# start of Data for this task
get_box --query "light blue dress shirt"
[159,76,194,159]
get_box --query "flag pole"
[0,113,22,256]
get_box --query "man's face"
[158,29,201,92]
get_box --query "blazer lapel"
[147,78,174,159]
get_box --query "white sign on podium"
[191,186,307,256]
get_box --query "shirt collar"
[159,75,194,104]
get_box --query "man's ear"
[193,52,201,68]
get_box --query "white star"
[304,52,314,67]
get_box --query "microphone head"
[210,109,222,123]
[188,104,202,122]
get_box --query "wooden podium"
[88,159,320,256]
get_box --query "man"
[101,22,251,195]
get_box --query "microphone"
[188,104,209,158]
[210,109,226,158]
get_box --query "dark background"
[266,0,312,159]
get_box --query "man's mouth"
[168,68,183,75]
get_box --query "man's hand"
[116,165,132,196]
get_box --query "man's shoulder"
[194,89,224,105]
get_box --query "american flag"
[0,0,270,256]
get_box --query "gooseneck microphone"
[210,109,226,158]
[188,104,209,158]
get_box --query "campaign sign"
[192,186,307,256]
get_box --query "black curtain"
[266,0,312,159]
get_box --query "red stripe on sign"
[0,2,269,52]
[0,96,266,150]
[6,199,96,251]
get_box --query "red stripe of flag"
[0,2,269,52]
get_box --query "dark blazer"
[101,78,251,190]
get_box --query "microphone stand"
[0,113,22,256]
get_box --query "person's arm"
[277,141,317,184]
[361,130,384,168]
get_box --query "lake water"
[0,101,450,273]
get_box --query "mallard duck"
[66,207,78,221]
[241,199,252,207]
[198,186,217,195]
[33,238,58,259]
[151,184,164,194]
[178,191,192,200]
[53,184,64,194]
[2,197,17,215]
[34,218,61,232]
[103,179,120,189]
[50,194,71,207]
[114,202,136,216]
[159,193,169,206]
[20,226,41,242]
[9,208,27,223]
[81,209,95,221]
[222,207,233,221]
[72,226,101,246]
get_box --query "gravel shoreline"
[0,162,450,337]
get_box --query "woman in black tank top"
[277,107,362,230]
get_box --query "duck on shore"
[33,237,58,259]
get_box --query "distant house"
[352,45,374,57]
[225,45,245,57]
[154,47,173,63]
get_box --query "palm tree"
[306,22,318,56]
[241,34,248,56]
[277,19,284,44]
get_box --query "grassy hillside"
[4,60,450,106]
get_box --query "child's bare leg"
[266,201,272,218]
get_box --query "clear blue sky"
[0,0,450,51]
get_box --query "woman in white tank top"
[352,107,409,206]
# end of Data for this task
Written exercise »
Copy out the data shown above without altering anything.

Solution to the exercise »
get_box --query "light blue dress shirt"
[159,76,194,159]
get_box --query "flag pole"
[0,113,22,256]
get_box --query "man's face"
[158,29,201,92]
get_box --query "blazer lapel"
[147,78,174,159]
get_box --query "white sign on podium"
[191,186,307,256]
get_box --query "shirt collar"
[159,75,194,104]
get_box --query "man's ear"
[193,52,201,68]
get_box --query "white star"
[304,52,314,67]
get_box --query "microphone head"
[210,109,222,123]
[188,104,202,122]
get_box --query "wooden podium"
[88,159,320,256]
get_box --query "man"
[101,22,251,195]
get_box --query "microphone"
[188,104,209,158]
[210,109,226,158]
get_box --query "dark background"
[266,0,312,159]
get_box --query "man's mouth"
[168,68,183,75]
get_box --query "man's hand"
[116,165,132,196]
get_box --query "man's shoulder"
[194,89,224,105]
get_box --query "american flag"
[0,0,270,256]
get_box --query "gooseneck microphone"
[210,109,226,158]
[188,104,209,158]
get_box --query "campaign sign"
[192,186,307,256]
get_box --query "black curtain"
[266,0,312,159]
get_box --query "red stripe on sign"
[0,2,269,52]
[0,96,266,150]
[6,199,96,251]
get_box --query "red stripe of flag"
[0,2,269,52]
get_box --query "dark blazer"
[101,78,251,190]
get_box --query "microphone stand"
[0,113,22,256]
get_box --query "person's arm"
[277,141,317,184]
[361,130,384,168]
get_box --query "lake water"
[0,101,450,273]
get_box --query "mallard duck"
[66,207,78,221]
[241,199,252,207]
[198,186,217,195]
[33,238,58,259]
[151,184,164,194]
[178,191,192,200]
[53,184,64,194]
[2,197,17,215]
[34,218,61,232]
[103,179,120,189]
[50,194,71,207]
[114,202,136,216]
[159,193,169,206]
[20,226,41,242]
[9,208,27,223]
[81,209,95,221]
[222,207,233,221]
[72,226,101,246]
get_box --query "gravel shoreline"
[0,162,450,337]
get_box --query "woman in black tank top"
[277,107,362,230]
get_box --query "duck on shore"
[33,237,58,259]
get_box --query "distant house"
[352,45,374,57]
[225,45,245,57]
[154,47,173,63]
get_box --query "palm tree"
[306,22,318,56]
[241,34,248,56]
[277,19,284,44]
get_box --query "grassy hillside"
[4,60,450,106]
get_box --query "child's bare leg"
[266,201,272,218]
get_box --query "clear blue sky"
[0,0,450,51]
get_box --query "woman in white tank top"
[352,107,409,206]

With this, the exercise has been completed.